THE TASK
Rewrite the items starting at the line containing "such as <point>1050,231</point>" and ending at the end of the items, replacing "white dress shirt" with "white collared shirt" and keeping everything else the same.

GIVEN DATA
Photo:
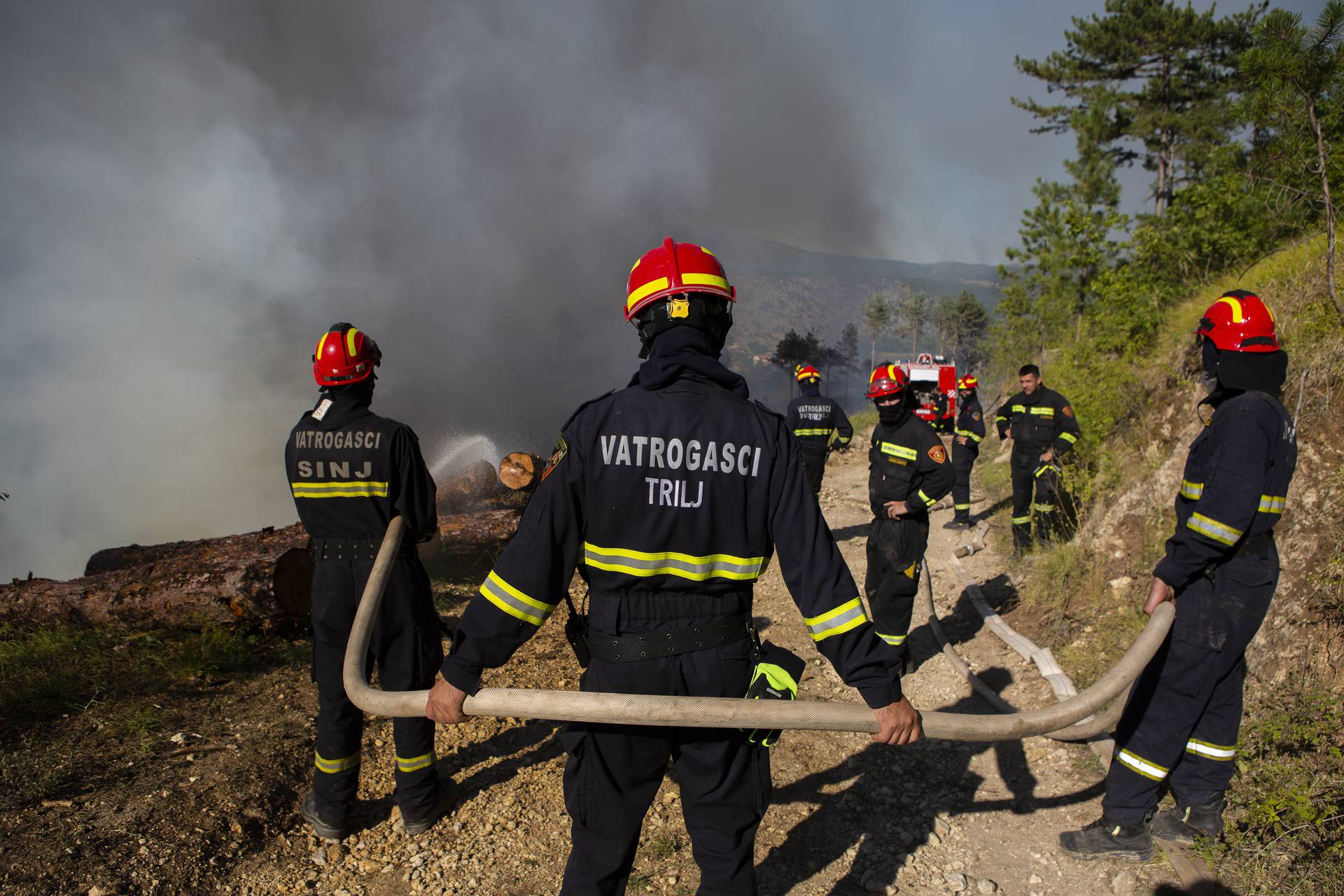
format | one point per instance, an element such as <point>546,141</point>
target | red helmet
<point>671,269</point>
<point>344,355</point>
<point>888,381</point>
<point>1240,321</point>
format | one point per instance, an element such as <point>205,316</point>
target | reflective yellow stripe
<point>332,766</point>
<point>652,286</point>
<point>416,763</point>
<point>1214,530</point>
<point>356,489</point>
<point>1272,503</point>
<point>705,280</point>
<point>899,450</point>
<point>1142,766</point>
<point>836,621</point>
<point>687,566</point>
<point>1210,751</point>
<point>514,602</point>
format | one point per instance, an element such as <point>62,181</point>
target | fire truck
<point>933,379</point>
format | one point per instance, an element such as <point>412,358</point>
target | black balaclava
<point>686,349</point>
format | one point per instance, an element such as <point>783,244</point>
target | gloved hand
<point>774,678</point>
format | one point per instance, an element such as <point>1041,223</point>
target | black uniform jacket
<point>1234,485</point>
<point>971,424</point>
<point>353,470</point>
<point>813,418</point>
<point>683,489</point>
<point>1040,422</point>
<point>907,463</point>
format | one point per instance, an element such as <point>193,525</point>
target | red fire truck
<point>933,379</point>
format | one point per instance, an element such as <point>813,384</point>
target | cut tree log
<point>522,470</point>
<point>257,578</point>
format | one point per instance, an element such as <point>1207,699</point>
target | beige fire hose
<point>721,713</point>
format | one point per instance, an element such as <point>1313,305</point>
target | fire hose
<point>722,713</point>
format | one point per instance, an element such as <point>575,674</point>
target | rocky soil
<point>847,817</point>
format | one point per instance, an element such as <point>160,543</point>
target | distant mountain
<point>783,286</point>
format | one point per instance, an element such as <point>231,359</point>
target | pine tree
<point>1151,81</point>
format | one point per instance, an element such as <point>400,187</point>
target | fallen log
<point>521,470</point>
<point>257,578</point>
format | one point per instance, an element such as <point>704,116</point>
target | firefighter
<point>813,418</point>
<point>1180,724</point>
<point>907,475</point>
<point>671,496</point>
<point>351,472</point>
<point>968,433</point>
<point>1042,426</point>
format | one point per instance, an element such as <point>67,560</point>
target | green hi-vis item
<point>776,678</point>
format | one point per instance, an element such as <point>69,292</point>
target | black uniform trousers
<point>816,468</point>
<point>962,460</point>
<point>407,649</point>
<point>1032,476</point>
<point>615,771</point>
<point>895,558</point>
<point>1180,724</point>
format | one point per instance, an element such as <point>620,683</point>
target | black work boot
<point>444,804</point>
<point>1186,824</point>
<point>323,828</point>
<point>1107,839</point>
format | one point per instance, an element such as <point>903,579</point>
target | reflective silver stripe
<point>838,620</point>
<point>1142,766</point>
<point>899,450</point>
<point>1210,751</point>
<point>721,566</point>
<point>1272,504</point>
<point>1212,528</point>
<point>514,602</point>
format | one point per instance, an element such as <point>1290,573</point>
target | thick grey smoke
<point>194,192</point>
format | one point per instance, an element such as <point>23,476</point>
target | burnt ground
<point>847,817</point>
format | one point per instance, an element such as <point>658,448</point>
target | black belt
<point>632,648</point>
<point>354,550</point>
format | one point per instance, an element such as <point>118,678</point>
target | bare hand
<point>445,704</point>
<point>898,724</point>
<point>1159,593</point>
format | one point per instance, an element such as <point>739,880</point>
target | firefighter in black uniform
<point>907,475</point>
<point>670,496</point>
<point>351,472</point>
<point>1043,429</point>
<point>1221,568</point>
<point>813,418</point>
<point>968,433</point>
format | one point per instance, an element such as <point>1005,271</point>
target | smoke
<point>195,191</point>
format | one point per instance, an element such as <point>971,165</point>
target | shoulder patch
<point>580,409</point>
<point>556,456</point>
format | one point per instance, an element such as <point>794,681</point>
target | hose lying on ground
<point>1079,731</point>
<point>721,713</point>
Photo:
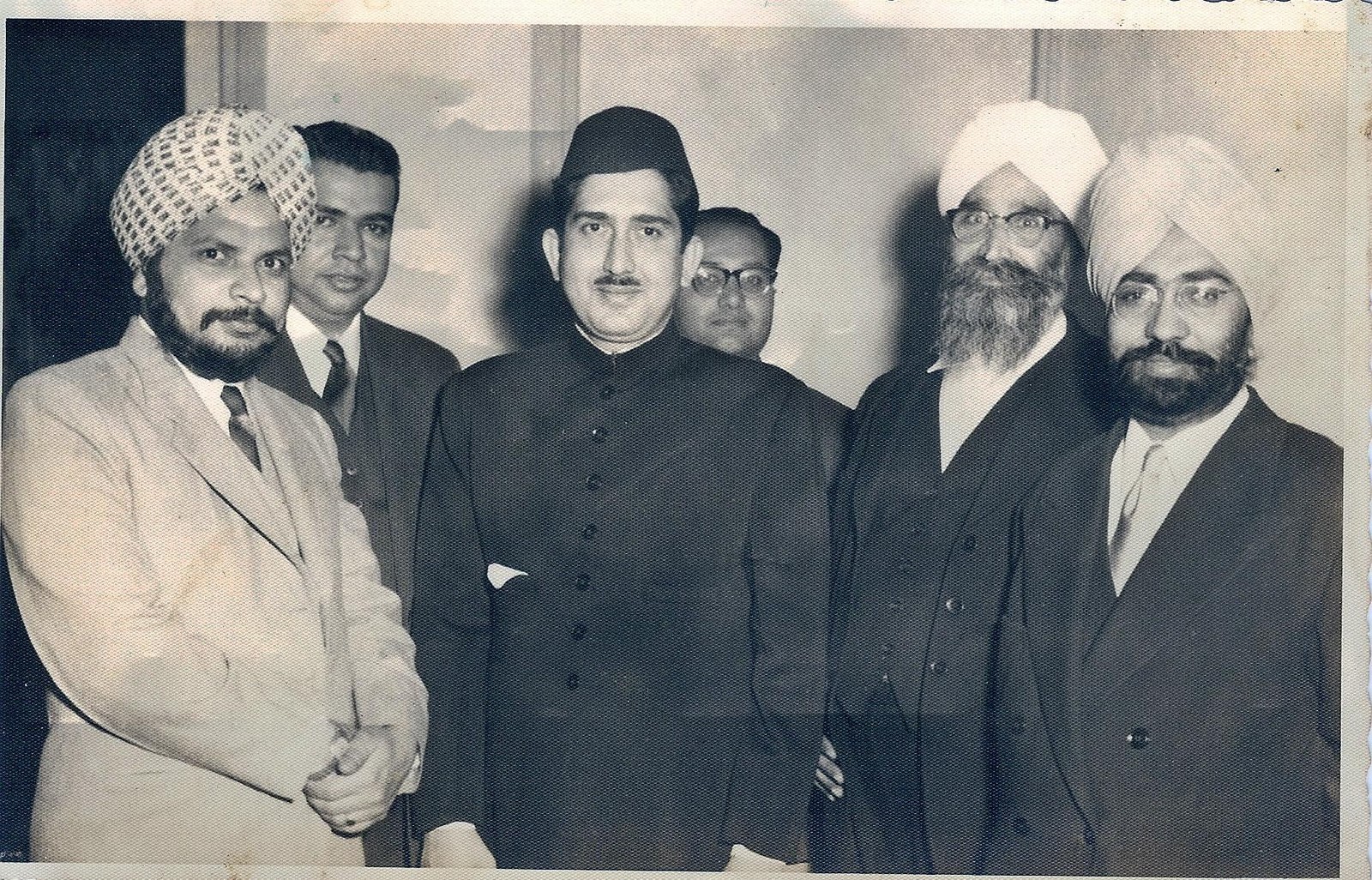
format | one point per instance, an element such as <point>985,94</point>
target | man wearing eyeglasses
<point>729,304</point>
<point>942,455</point>
<point>1168,683</point>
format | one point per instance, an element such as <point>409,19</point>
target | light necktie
<point>1143,511</point>
<point>338,384</point>
<point>240,427</point>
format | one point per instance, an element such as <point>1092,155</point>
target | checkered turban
<point>1161,180</point>
<point>205,160</point>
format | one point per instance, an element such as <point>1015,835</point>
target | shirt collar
<point>306,335</point>
<point>208,390</point>
<point>1187,448</point>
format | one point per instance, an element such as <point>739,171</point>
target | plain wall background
<point>834,137</point>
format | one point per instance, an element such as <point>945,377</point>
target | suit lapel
<point>1198,545</point>
<point>183,419</point>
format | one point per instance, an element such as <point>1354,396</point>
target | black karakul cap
<point>624,139</point>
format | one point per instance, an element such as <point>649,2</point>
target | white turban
<point>205,160</point>
<point>1159,180</point>
<point>1054,148</point>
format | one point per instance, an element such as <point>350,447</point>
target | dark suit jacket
<point>649,690</point>
<point>405,371</point>
<point>921,564</point>
<point>1190,726</point>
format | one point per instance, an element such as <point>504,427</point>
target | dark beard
<point>202,357</point>
<point>1168,401</point>
<point>995,310</point>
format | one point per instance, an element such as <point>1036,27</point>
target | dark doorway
<point>81,96</point>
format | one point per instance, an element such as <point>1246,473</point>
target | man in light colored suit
<point>232,683</point>
<point>1168,676</point>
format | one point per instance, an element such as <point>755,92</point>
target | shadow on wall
<point>917,246</point>
<point>530,306</point>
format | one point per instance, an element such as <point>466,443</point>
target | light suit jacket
<point>208,625</point>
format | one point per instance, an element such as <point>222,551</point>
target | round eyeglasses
<point>710,280</point>
<point>1138,298</point>
<point>1026,228</point>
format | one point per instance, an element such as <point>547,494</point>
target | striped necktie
<point>240,427</point>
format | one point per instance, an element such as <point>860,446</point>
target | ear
<point>553,253</point>
<point>690,258</point>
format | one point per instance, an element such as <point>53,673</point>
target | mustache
<point>240,313</point>
<point>981,271</point>
<point>610,279</point>
<point>1172,349</point>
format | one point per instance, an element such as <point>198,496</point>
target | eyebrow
<point>638,219</point>
<point>338,212</point>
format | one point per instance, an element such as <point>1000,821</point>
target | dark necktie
<point>336,386</point>
<point>240,429</point>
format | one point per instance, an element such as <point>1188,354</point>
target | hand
<point>741,859</point>
<point>829,776</point>
<point>456,845</point>
<point>357,788</point>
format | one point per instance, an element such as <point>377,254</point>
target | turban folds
<point>1054,148</point>
<point>1164,180</point>
<point>205,160</point>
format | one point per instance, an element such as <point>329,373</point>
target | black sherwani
<point>649,690</point>
<point>921,566</point>
<point>1191,725</point>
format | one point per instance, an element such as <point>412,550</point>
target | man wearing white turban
<point>231,681</point>
<point>942,456</point>
<point>1168,680</point>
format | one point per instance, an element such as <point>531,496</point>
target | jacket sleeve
<point>386,687</point>
<point>450,621</point>
<point>100,617</point>
<point>788,553</point>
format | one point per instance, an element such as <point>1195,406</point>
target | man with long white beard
<point>1168,677</point>
<point>924,504</point>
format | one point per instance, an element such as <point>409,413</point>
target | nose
<point>1168,322</point>
<point>619,254</point>
<point>347,242</point>
<point>998,244</point>
<point>731,294</point>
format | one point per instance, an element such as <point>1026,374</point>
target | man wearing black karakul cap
<point>622,564</point>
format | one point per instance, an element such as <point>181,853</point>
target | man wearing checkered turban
<point>1170,667</point>
<point>231,680</point>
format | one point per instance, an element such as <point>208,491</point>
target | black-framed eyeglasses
<point>1026,228</point>
<point>710,280</point>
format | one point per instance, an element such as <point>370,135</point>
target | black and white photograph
<point>862,438</point>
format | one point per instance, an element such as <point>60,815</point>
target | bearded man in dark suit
<point>1168,684</point>
<point>923,515</point>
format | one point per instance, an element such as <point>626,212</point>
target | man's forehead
<point>724,233</point>
<point>645,187</point>
<point>1006,190</point>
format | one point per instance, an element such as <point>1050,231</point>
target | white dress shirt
<point>309,343</point>
<point>1184,452</point>
<point>972,389</point>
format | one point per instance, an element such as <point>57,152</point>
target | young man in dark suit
<point>374,383</point>
<point>622,574</point>
<point>940,459</point>
<point>1168,684</point>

EXERCISE ANSWER
format | one point per instance, an element such as <point>1050,231</point>
target | white collared shirt
<point>309,343</point>
<point>1184,452</point>
<point>972,389</point>
format | one point per instance, an element such as <point>57,152</point>
target | young man in dark suit
<point>374,383</point>
<point>622,574</point>
<point>940,459</point>
<point>1168,684</point>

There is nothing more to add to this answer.